(Provided data Opens)

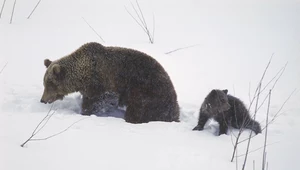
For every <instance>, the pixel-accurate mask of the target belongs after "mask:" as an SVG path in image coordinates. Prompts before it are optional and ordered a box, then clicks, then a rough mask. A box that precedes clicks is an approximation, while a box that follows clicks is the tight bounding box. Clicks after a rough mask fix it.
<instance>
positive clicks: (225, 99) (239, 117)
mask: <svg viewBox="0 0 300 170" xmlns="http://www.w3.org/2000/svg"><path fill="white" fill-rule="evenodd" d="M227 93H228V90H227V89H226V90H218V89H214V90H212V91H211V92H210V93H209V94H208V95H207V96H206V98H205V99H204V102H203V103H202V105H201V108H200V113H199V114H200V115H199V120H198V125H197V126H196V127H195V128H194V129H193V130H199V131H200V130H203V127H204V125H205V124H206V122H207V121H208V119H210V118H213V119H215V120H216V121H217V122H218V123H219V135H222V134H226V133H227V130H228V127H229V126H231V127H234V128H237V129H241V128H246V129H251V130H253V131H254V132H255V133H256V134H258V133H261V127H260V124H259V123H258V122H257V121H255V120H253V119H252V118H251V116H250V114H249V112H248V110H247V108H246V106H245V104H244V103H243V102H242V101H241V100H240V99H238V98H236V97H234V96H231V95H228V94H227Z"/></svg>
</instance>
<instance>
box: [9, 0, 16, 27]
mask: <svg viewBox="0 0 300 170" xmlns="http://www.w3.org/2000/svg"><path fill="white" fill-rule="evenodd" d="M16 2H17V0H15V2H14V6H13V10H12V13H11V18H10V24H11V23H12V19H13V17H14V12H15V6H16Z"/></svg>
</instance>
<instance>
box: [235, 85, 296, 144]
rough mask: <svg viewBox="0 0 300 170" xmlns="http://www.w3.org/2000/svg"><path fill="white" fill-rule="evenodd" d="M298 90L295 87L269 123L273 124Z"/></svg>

(Provided data Closes)
(Provided data Opens)

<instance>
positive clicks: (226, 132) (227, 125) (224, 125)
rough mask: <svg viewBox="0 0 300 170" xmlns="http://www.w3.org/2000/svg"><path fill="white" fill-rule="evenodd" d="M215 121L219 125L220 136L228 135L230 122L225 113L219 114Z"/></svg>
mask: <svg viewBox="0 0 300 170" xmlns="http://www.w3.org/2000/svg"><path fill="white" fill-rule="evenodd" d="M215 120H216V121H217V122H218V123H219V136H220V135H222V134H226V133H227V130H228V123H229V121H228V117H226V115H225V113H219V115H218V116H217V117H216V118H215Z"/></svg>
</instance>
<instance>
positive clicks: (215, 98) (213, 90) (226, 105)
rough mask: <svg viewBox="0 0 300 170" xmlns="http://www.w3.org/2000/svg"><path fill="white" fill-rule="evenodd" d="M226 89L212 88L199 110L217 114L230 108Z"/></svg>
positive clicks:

(Provided data Closes)
(Provided data Opens)

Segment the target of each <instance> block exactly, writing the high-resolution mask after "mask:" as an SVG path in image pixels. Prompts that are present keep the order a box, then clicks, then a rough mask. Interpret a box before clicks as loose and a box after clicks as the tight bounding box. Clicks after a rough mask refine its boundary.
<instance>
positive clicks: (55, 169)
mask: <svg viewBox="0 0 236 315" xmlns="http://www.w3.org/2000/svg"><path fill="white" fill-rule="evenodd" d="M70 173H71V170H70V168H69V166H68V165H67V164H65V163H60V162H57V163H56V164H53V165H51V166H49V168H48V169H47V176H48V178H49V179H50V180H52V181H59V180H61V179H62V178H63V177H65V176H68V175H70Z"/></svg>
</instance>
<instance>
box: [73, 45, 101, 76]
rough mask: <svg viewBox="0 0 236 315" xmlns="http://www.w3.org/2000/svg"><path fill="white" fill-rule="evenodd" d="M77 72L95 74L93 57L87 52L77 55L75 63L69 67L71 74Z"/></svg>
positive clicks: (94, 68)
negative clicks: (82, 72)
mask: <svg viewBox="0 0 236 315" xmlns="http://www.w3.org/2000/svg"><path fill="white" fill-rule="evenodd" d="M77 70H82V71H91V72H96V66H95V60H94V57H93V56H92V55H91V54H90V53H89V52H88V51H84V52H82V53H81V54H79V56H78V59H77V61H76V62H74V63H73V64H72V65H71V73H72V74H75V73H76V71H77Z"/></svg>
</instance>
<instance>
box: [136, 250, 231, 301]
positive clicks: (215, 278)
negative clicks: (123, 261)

(Provided data Closes)

Exactly the lines above from the one with "For every <instance>, the" to the one with "box: [235, 85, 296, 144]", both included, are to be quoted; leave the rest out.

For every <instance>, the pixel-accurate mask of the target belongs after "mask:" as an SVG path in image coordinates. Prompts before it are optional and ordered a box, then clicks, then a rough mask. A box that precedes clicks is an approximation, while a box that follows clicks is the tight bounding box. Clicks after a rough mask fix it.
<instance>
positive clicks: (225, 99) (239, 117)
mask: <svg viewBox="0 0 300 170" xmlns="http://www.w3.org/2000/svg"><path fill="white" fill-rule="evenodd" d="M227 93H228V90H227V89H226V90H218V89H214V90H212V91H211V92H210V93H209V94H208V95H207V96H206V98H205V99H204V102H203V103H202V105H201V108H200V113H199V114H200V115H199V120H198V125H197V126H196V127H195V128H194V129H193V130H199V131H200V130H203V127H204V125H205V124H206V122H207V121H208V119H210V118H213V119H215V120H216V121H217V122H218V123H219V135H222V134H226V133H227V130H228V127H229V126H231V127H234V128H237V129H241V128H246V129H251V130H253V131H254V132H255V133H256V134H258V133H261V127H260V124H259V123H258V122H257V121H255V120H253V119H252V118H251V116H250V114H249V112H248V110H247V108H246V106H245V104H244V103H243V102H242V101H241V100H240V99H238V98H236V97H234V96H231V95H228V94H227Z"/></svg>
</instance>
<instance>
box: [9, 0, 16, 27]
mask: <svg viewBox="0 0 300 170" xmlns="http://www.w3.org/2000/svg"><path fill="white" fill-rule="evenodd" d="M16 2H17V0H15V2H14V6H13V10H12V13H11V18H10V24H11V23H12V19H13V17H14V12H15V6H16Z"/></svg>
</instance>
<instance>
box: [235, 85, 296, 144]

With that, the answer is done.